> [EXCERPT]
== Segment start ==

Pre-workout body weight, 233.4 lbs.

Wednesday was my off day, but I'm really trying to drop to 230 lbs., so I thought I would begin with a short HIIT day on a couple of off days. I tried to run/jog on the treadmill, but with my long legs, a poor sense of balance and bad knees this just did not work well. Instead I used the elliptical machine. I went 1 minute slow and 1 minute as fast I could go method and achieved 6 sets of these for a total of 12 minutes. 

I have never done HIIT before, but I can see how this will benefit. My heart was racing by the end and I was able to recover pretty quickly.

Consumption:
Calories 2,544
Fat 79.9 grams, 30%
Carbs 130 grams, 20%
Protein 290.9 grams, 50%

I bought a big bag of chicken breasts yesterday and grilled them all up with a rosemary and garlic seasoning. These are great warm or cold!

I have legs today in my Rep Range week of P/RR/S so I'll report back tomorrow.


----------



## highpockets (May 8, 2009)

May 7th workout:

Pre-workout body weight 233 lbs.

O.K., not sure how I continue to drop weight, but it keeps on leaving. I was hungry yesterday and ate to my maintenance level. It feels like my body has reached another level, not really sure how to explain it. Maybe it's been so long since I've been down below 235 lbs. I just forget how it feels.

Had legs yesterday in my Rep Range of P/RR/S. Workout went well and my legs are getting stronger. My left knee (invaded the most times by surgeons) is a little sore today.

== Segment end ==

> [RECORDED DATA]
== Segment start ==

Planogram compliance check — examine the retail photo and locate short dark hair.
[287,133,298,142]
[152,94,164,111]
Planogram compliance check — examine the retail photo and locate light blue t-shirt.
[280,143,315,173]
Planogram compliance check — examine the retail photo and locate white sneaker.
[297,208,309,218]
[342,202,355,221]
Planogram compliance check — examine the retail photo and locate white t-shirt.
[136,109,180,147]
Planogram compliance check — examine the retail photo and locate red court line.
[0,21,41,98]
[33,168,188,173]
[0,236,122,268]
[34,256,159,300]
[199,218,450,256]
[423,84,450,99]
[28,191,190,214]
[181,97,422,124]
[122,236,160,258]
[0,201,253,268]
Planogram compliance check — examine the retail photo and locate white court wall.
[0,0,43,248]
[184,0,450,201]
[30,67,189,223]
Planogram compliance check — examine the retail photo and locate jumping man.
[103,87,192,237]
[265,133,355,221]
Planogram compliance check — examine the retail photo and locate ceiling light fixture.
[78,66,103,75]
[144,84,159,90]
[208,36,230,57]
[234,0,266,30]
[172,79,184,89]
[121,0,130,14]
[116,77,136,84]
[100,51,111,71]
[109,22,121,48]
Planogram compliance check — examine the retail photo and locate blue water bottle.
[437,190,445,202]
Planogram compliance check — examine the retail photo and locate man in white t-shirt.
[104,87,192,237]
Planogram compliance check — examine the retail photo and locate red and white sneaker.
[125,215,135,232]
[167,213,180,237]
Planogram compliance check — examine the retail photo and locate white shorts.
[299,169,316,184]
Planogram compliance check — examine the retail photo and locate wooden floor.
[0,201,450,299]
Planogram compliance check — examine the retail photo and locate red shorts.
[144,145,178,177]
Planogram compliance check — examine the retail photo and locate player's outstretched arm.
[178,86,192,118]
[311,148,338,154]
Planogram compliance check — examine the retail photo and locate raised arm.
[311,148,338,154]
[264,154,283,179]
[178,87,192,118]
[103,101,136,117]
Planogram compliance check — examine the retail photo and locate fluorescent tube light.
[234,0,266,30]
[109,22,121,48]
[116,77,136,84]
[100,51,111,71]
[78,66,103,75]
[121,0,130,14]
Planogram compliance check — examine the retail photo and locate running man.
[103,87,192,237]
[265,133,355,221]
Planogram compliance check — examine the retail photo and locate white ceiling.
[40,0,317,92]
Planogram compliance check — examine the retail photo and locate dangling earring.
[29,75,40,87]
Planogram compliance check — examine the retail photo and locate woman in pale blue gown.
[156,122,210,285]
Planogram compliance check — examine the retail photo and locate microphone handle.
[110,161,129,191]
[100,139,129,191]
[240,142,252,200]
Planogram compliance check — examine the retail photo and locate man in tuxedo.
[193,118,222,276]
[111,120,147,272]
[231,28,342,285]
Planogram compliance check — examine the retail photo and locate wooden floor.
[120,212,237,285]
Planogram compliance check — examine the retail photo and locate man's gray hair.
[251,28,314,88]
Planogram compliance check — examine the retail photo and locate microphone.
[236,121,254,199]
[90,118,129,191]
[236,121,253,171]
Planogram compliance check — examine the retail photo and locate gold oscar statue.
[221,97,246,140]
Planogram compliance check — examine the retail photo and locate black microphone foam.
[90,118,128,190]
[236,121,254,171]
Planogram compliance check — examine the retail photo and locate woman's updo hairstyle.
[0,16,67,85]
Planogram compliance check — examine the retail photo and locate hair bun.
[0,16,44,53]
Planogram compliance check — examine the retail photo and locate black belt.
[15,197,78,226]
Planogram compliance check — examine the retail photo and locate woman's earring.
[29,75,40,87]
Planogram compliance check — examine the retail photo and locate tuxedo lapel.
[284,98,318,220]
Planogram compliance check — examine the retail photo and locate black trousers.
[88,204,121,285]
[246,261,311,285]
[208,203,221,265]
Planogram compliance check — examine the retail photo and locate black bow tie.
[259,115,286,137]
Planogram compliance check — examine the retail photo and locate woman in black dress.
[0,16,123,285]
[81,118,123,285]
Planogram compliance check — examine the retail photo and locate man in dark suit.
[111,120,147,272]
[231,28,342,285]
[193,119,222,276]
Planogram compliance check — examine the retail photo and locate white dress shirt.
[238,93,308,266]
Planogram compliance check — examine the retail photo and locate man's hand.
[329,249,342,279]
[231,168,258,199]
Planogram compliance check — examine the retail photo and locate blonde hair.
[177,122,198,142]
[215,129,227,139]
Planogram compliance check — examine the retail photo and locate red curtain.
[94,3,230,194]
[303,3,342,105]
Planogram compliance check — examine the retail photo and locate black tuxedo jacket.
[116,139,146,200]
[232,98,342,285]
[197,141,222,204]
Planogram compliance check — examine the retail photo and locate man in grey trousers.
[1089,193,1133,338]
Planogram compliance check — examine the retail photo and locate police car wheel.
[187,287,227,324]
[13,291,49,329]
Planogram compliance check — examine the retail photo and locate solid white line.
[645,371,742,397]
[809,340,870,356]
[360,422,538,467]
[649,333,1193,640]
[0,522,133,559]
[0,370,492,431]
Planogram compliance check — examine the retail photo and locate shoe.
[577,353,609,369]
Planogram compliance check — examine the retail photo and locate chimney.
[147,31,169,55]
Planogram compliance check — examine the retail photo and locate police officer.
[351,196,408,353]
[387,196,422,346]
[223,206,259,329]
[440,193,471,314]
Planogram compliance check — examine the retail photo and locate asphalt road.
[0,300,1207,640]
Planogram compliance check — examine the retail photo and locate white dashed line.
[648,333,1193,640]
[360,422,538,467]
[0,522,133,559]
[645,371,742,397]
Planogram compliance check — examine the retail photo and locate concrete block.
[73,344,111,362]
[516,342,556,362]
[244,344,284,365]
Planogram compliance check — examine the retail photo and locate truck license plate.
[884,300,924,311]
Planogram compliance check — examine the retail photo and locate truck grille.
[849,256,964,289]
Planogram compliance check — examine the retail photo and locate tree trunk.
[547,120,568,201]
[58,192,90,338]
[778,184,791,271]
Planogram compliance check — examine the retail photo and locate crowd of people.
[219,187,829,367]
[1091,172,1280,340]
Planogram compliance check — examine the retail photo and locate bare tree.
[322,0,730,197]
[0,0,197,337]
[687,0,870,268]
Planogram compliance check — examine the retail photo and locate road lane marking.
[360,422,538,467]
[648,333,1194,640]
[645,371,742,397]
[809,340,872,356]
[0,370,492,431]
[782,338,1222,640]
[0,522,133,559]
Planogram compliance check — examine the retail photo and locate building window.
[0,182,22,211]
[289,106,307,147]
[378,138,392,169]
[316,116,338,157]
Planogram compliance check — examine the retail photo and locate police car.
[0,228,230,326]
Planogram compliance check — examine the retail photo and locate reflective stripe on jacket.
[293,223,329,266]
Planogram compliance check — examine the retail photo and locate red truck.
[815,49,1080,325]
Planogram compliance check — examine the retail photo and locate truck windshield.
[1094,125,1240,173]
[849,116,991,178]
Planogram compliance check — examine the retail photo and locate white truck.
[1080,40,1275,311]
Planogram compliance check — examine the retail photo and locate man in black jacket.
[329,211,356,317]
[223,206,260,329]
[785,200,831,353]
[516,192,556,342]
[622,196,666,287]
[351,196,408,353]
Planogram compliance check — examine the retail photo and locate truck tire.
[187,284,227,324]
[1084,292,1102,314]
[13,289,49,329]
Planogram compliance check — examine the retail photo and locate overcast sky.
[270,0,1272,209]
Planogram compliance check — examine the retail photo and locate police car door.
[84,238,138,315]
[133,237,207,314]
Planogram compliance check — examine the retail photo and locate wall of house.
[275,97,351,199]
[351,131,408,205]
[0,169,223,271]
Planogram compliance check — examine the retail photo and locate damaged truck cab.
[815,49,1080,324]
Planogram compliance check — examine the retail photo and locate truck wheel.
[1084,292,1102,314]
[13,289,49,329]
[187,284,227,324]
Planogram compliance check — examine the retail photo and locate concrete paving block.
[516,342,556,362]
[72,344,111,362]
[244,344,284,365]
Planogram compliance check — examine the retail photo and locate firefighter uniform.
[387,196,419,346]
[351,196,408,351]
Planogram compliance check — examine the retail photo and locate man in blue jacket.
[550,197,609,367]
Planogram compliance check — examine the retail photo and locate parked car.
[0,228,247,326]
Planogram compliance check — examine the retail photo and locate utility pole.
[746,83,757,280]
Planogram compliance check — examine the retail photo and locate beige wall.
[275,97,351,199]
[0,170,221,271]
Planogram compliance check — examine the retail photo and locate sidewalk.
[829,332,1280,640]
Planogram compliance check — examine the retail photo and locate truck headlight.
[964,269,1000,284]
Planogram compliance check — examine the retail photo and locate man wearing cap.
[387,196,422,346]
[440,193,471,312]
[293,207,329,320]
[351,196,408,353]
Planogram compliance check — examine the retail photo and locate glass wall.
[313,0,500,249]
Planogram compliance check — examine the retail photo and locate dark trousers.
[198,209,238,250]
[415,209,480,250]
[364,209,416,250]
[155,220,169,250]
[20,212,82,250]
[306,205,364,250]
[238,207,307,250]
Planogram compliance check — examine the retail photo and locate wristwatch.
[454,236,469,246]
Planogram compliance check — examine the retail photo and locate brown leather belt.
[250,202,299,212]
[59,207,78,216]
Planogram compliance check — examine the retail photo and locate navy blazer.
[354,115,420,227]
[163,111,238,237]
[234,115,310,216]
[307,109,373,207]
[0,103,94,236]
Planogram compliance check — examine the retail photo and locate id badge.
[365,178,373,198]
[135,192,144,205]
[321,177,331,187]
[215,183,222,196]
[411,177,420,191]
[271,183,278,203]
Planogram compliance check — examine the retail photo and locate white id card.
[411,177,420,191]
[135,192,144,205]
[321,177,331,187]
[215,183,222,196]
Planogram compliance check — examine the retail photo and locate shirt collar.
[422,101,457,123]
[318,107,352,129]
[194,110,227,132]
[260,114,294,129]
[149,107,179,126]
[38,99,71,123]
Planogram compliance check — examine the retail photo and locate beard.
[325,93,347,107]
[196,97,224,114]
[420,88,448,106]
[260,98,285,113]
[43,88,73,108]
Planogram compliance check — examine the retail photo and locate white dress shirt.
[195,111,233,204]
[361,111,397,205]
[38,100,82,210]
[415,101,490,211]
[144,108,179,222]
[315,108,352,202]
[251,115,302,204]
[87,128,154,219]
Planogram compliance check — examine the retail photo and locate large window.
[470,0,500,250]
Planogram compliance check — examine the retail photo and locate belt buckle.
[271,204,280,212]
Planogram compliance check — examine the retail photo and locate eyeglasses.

== Segment end ==

> [ACTIVITY LIST]
**a.** In the workout log, what machine did the writer use for HIIT after the treadmill didn't work?
**b.** Decide whether each statement agrees with the workout log, and quote the words that settle it: (i) The HIIT session lasted 12 minutes in total. (ii) Protein made up 30% of the day's consumption. (iii) The writer's right knee is sore.
**c.** From the workout log, return the part that opens with the words containing "O.K., not sure" and closes with "how it feels.".
None of the items is needed here.

> [EXPECTED RESULTS]
**a.** The elliptical machine.

**b.**
(i) Yes: "achieved 6 sets of these for a total of 12 minutes"
(ii) No: "Protein 290.9 grams, 50%"
(iii) No: "My left knee (invaded the most times by surgeons) is a little sore today."

**c.**
O.K., not sure how I continue to drop weight, but it keeps on leaving. I was hungry yesterday and ate to my maintenance level. It feels like my body has reached another level, not really sure how to explain it. Maybe it's been so long since I've been down below 235 lbs. I just forget how it feels.